(TASK INSTRUCTIONS) Each line that includes "tablet" must be copied from the records.

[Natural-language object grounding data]
★ ★ ★

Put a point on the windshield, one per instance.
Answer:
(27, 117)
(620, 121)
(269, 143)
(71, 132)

★ ★ ★

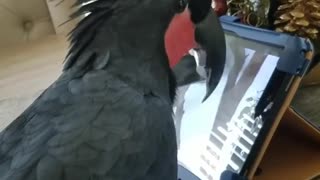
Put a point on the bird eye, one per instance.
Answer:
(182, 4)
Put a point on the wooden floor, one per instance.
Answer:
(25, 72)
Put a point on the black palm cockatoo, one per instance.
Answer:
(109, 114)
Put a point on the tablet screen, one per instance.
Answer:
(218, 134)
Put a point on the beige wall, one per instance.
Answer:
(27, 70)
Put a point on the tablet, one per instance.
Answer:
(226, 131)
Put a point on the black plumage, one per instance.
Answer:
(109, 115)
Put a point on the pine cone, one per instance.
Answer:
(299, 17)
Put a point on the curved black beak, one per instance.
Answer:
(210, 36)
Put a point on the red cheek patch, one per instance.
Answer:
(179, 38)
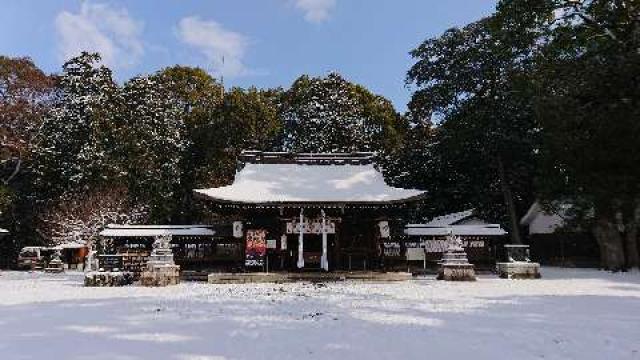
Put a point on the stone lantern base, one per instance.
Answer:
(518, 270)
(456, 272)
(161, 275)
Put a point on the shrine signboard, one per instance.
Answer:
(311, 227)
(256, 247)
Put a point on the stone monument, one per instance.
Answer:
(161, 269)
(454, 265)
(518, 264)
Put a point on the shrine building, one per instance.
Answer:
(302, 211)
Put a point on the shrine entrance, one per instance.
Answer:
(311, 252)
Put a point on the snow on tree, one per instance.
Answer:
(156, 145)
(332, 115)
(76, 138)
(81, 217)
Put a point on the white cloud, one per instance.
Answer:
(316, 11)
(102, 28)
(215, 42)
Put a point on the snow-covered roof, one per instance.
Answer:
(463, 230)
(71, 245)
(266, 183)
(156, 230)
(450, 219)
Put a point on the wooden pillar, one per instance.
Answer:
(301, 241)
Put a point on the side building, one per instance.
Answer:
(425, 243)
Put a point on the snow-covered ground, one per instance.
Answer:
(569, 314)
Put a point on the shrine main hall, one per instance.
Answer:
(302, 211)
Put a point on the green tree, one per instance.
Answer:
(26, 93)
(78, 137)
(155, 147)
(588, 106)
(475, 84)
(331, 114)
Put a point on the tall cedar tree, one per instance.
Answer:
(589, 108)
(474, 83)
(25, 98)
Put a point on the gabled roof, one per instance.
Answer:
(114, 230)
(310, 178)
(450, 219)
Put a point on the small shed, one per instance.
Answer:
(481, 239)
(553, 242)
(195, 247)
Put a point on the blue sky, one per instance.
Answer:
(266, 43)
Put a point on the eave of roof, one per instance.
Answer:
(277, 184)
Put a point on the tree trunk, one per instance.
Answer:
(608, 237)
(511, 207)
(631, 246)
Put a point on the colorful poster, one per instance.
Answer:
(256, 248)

★ ★ ★

(SOLUTION)
Put a point on the tablet screen, one per instance.
Put a point on the tablet, one per instance.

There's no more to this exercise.